> _WHAT IS REQUIRED_:
Swap "black backpack" for "gray backpack" in the records, starting at the line containing "Test yourself! Look at the image and find the red" and ending with the last of the records, and reproduce only those lines with nothing else changed.
****************************************
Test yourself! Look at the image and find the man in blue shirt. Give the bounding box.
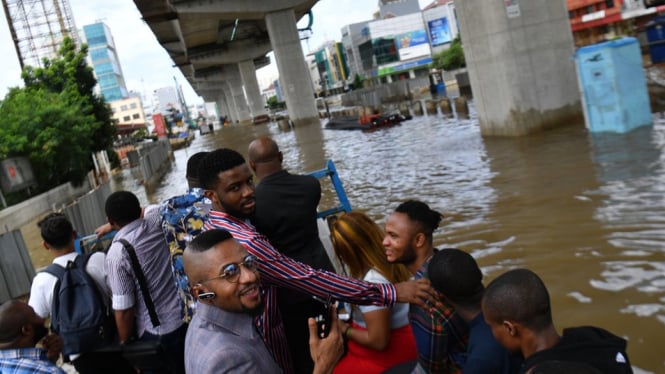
[0,300,65,374]
[428,248,522,374]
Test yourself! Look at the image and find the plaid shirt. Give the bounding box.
[205,210,397,373]
[409,257,469,374]
[0,348,65,374]
[159,188,212,322]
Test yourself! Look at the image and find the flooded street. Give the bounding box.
[124,104,665,373]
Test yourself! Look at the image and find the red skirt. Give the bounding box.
[334,323,418,374]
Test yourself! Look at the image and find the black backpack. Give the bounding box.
[44,254,117,355]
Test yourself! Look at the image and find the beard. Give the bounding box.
[393,246,416,265]
[242,297,266,317]
[32,325,48,344]
[219,199,254,219]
****************************************
> _WORKED ANSWER_:
Test yourself! Look at the image and find the red skirt. Give the bounding box.
[334,323,418,374]
Test yourself! Look at the image and find the gray backpack. Give the bounding box.
[44,254,117,355]
Test yourself! Look at the image and find the beard. Give the bounding box.
[393,246,416,265]
[242,297,266,317]
[32,325,48,344]
[219,199,254,219]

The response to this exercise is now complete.